* **TASK INSTRUCTIONS**: Pull out every line below that contains the string "tree", treating uppercase and lowercase as different.
# # # # # # #
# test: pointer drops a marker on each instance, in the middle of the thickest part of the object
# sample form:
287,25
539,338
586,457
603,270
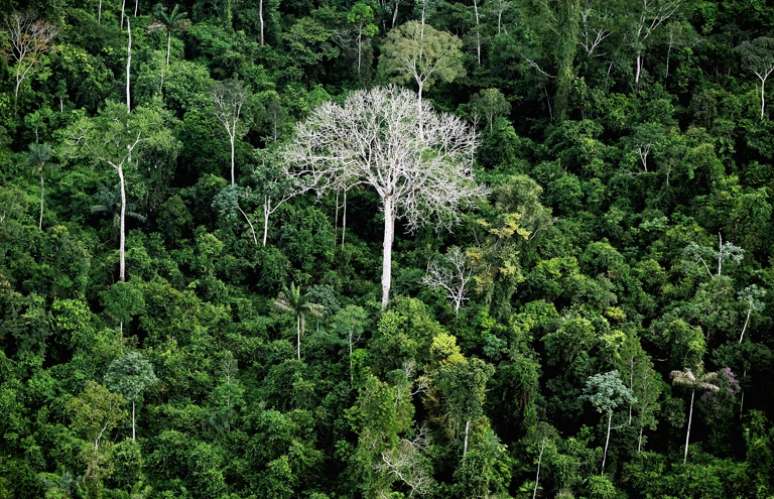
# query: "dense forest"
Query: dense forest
386,248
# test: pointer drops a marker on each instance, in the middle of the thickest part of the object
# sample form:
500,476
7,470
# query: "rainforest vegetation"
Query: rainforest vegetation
386,249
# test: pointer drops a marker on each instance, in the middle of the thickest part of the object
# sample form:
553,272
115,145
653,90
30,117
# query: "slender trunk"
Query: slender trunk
389,231
688,432
266,212
746,322
631,386
42,202
607,438
537,475
128,65
344,220
669,52
763,98
467,434
638,71
359,49
298,336
260,19
478,32
351,376
122,226
231,142
166,62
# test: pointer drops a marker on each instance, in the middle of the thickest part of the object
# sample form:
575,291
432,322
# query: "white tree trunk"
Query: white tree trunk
688,432
537,475
763,97
389,233
128,65
266,213
231,139
298,336
260,18
42,202
467,434
746,322
607,438
122,226
478,32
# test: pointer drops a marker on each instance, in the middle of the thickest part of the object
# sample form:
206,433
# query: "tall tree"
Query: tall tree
131,375
169,23
119,139
374,139
39,157
229,97
606,392
293,300
703,381
758,57
30,38
418,52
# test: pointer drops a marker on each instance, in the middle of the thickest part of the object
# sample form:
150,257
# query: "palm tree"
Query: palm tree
700,381
170,23
292,300
39,156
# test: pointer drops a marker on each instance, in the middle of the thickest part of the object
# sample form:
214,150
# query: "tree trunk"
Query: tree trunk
128,65
166,62
467,434
537,475
763,98
688,432
42,201
122,226
478,32
266,207
231,140
746,322
260,19
359,49
389,233
298,336
344,220
607,438
638,70
351,376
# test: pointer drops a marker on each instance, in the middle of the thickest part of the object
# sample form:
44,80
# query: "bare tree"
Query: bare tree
653,14
451,273
374,139
406,463
752,297
30,39
229,98
128,65
594,29
758,57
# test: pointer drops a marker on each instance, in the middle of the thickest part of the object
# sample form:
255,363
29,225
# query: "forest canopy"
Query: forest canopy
386,249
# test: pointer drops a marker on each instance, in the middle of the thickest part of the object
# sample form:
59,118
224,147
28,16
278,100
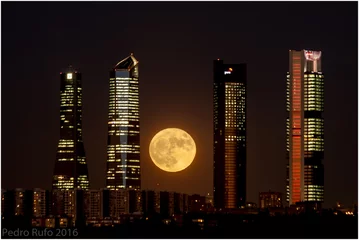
# # # # # # #
* **WRITTEN ANSWER**:
# query: "white tree trunk"
Query: white tree trunk
# query: "tall tree"
Query: tall tree
# query: "palm tree"
Query: palm tree
# query: "tree trunk"
Query: tree trunk
# query: "bare tree"
Query: bare tree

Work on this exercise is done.